The exercise>
Rewrite the lines between the one holding "Where can the flower bud" and the one holding "pixel 215 315", inclusive, with "Dots" changed to "Marks" and nothing else altered.

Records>
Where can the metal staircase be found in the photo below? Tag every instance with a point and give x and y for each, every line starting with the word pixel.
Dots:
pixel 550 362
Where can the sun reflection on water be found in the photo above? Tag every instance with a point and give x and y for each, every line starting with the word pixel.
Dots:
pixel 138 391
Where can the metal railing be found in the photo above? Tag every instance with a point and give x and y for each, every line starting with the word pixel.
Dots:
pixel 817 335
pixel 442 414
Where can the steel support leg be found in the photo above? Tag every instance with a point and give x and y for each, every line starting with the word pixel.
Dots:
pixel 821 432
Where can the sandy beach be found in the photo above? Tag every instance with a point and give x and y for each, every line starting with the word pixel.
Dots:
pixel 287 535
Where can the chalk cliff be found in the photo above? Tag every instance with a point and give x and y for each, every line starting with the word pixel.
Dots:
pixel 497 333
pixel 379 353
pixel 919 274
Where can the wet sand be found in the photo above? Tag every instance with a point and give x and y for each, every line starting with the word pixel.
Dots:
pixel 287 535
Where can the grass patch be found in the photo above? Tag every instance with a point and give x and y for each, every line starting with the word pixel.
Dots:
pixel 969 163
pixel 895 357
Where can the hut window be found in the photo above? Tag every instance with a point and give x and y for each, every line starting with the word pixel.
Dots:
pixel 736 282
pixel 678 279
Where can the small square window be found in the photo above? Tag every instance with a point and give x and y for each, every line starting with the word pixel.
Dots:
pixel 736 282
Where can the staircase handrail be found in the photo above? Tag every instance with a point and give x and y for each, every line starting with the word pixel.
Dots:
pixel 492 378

--

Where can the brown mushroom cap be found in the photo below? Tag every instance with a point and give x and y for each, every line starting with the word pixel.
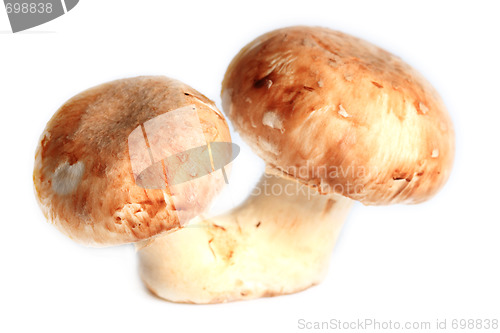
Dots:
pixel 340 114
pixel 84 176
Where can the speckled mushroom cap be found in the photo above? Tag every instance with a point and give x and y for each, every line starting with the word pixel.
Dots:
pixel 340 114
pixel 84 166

---

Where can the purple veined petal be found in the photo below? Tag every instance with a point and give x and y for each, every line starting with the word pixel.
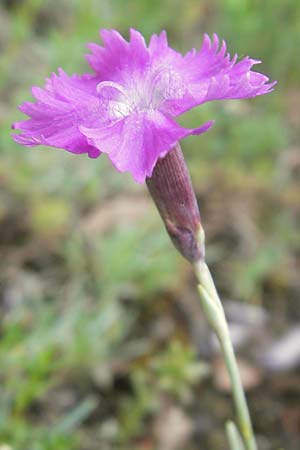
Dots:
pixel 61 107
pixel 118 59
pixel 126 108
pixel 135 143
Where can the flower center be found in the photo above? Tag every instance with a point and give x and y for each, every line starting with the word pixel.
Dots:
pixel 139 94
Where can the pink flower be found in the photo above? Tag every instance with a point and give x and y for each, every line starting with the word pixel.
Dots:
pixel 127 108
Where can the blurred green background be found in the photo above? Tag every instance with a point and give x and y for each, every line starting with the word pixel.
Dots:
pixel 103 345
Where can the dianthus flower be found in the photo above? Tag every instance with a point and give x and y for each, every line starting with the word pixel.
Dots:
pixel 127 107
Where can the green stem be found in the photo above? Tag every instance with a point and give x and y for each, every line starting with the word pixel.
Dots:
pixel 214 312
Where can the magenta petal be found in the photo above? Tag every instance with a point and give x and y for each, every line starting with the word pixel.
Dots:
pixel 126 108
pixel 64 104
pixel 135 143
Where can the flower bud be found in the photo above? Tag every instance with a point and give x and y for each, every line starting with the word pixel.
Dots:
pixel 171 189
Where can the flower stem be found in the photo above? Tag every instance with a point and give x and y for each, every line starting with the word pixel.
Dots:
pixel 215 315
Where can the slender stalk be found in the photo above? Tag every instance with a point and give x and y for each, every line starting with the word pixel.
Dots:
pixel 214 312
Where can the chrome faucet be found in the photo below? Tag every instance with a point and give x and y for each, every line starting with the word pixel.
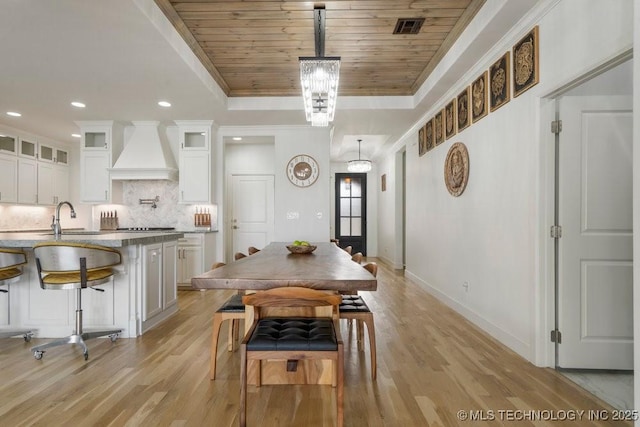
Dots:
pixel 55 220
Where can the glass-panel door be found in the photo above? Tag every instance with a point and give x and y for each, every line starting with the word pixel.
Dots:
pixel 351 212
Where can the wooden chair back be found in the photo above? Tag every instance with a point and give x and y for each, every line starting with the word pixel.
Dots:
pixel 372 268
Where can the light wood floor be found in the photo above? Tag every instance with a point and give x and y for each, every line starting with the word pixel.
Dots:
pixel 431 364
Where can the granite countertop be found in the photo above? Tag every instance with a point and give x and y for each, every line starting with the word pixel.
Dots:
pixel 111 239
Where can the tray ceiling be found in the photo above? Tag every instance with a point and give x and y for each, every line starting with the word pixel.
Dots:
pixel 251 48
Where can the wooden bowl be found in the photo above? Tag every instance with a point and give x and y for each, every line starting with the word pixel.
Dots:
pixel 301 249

Exercise answer>
Where can the flower bud be found in the photo above? Tag every instance with a point and give x and y for each, every line starting with the word pixel.
Marks:
pixel 171 189
Where can the flower stem be found in the photo above? Tag every instance with a point and give x and y for each, every line starting with the word pixel.
Marks:
pixel 215 315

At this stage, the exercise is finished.